Directive: Reproduce the passage of the article on the Assembly of First Nations meeting in Halifax word for word, starting with "The paternalistic way" and going on through "people cope with.".

--- Start of Text shown ---

The number of news articles from the AFN annual assembly in Halifax and the Native Women's conference in Kahnawake, near Montreal is highlighting the media's interest in Aboriginal affairs (for examples of this press coverage, see the five articles below).
Native leader: No more handouts - First Nations should control their own lives, U.S. leader says
By MICHAEL LIGHTSTONE, July 11, 2007
Indigenous people will be better off once they sever their age-old dependence on government assistance, a U.S. native leader told Canadian aboriginals Tuesday at a national conference in Halifax.
Joe Garcia said First Nations communities in the United States have been "conditioned" to accept handouts for too long and must find the resources to improve their lot in life on their own.
"The best resource we have is not the natural resources," he said, "but the resources within our own people."
Speaking to delegates at the annual general meeting of the Assembly of First Nations, Mr. Garcia, president of the National Congress of American Indians, said U.S. natives’ dependence on the largesse of Washington "is the wrong thing to do."
"What’s happened to us is we’ve been conditioned to think one way," he said. "That it’s always: ‘The government will provide for me, and so I don’t have to do a whole lot of work.’ And that’s so false."
Mr. Garcia, a Pueblo Indian from New Mexico, said U.S. natives have to "break away" from that mentality.
"The sooner we do it, the better off we’re going to be."
With respect to the new generation of Indians, Mr. Garcia said listening closely to the concerns of native youth is crucial. He encouraged elders and others to give young people the attention they deserve and not adopt a paternalistic attitude.
The paternalistic way of thinking is reminiscent of the relationship between government and natives in the U.S., Mr. Garcia said.
"Too many times, we act like the government" in dealings with native youth, he said.
"We tend to think that we know what the youth want (but) they may have some needs that we don’t know about."
Earlier, the assembly’s national chief, Phil Fontaine, told the conference that a national day of action on June 29 bolstered support for native rights in Canada. More than 100 events across the country helped draw attention to the substandard living conditions and other social issues that many indigenous people cope with.
Mr. Fontaine said his organization wants to keep the native rights agenda in the public eye. He noted the extensive media coverage the national day of action received in Canada and other countries.
"We have to make sure the momentum we’ve built continues to grow," he said in a speech.
The assembly’s executive hopes non-native support will lead to pressure on politicians to change public policy.
Mr. Fontaine said the protest day helped educate non-natives about the plight of First Nations people and raised the profile of many native communities.
Mr. Fontaine insisted that more Canadians now support aboriginals in their fights with government, citing a recent poll that suggested 77 per cent of people are onside with First Nations issues.
He also attributed Ottawa’s decision to reform the land claims process, just weeks before the day of action, to pressure linked to the June 29 events.
Some chiefs in Halifax suggested protests could become regular events and could take on a more aggressive tone if the federal government fails to resolve long-standing grievances that leaders said are leaving their communities desperate.

--- End of Text shown ---
--- Start of Data provided ---

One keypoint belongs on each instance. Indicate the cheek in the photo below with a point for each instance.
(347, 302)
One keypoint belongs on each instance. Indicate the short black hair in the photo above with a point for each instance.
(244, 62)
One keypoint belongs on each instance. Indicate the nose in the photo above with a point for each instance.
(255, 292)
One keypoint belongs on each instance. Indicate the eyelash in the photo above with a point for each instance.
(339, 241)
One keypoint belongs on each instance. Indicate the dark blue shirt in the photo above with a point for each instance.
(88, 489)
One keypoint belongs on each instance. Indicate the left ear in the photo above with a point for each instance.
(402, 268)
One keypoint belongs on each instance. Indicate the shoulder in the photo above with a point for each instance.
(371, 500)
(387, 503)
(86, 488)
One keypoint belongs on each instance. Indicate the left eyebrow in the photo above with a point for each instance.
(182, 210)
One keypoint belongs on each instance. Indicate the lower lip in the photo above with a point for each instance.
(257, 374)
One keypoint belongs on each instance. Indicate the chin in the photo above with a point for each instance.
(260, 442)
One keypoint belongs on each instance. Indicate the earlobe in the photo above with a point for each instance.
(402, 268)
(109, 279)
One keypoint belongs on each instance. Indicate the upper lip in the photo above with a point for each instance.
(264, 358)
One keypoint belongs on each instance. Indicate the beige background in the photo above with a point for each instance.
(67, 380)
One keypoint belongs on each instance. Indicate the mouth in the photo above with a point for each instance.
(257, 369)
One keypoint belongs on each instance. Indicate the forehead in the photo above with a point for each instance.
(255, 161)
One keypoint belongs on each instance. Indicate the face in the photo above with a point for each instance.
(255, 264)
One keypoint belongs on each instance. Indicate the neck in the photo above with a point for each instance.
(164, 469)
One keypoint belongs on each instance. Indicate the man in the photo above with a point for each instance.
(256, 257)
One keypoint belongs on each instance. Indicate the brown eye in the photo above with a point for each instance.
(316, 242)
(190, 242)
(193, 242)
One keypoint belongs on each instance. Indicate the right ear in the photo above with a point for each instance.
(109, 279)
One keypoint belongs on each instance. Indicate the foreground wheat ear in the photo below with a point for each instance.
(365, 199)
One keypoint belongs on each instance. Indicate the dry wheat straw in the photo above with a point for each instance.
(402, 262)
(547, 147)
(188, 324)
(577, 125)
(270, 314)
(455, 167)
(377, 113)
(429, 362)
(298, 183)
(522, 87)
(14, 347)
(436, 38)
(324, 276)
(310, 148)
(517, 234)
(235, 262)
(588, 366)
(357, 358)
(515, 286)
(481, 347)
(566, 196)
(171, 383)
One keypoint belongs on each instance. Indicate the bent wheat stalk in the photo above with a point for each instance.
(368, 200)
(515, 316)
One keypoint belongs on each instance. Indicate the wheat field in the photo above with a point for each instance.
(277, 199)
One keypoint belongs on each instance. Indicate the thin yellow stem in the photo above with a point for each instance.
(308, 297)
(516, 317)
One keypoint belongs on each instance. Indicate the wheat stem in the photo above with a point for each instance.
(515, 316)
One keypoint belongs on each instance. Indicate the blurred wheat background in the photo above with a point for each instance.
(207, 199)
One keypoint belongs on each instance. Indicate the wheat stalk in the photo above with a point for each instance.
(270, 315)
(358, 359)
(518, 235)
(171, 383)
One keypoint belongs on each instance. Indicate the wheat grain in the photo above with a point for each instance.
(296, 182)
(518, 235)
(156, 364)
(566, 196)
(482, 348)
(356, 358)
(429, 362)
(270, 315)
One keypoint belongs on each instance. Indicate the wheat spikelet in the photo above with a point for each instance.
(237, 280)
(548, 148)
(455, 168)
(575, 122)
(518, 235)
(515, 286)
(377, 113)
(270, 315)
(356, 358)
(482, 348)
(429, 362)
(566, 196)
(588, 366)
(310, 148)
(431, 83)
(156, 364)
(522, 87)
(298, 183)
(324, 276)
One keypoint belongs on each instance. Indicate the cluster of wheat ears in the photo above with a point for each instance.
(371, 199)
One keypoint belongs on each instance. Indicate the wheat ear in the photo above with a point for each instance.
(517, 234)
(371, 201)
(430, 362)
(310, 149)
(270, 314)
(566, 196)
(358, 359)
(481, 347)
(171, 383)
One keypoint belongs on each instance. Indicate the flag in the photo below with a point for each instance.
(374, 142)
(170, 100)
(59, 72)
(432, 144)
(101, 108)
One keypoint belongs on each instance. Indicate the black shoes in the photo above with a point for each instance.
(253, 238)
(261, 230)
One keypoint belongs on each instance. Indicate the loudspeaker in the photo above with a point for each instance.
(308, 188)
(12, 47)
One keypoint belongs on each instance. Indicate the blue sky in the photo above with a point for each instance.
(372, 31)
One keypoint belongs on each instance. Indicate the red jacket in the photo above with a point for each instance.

--- End of Data provided ---

Exercise response:
The paternalistic way of thinking is reminiscent of the relationship between government and natives in the U.S., Mr. Garcia said.
"Too many times, we act like the government" in dealings with native youth, he said.
"We tend to think that we know what the youth want (but) they may have some needs that we don’t know about."
Earlier, the assembly’s national chief, Phil Fontaine, told the conference that a national day of action on June 29 bolstered support for native rights in Canada. More than 100 events across the country helped draw attention to the substandard living conditions and other social issues that many indigenous people cope with.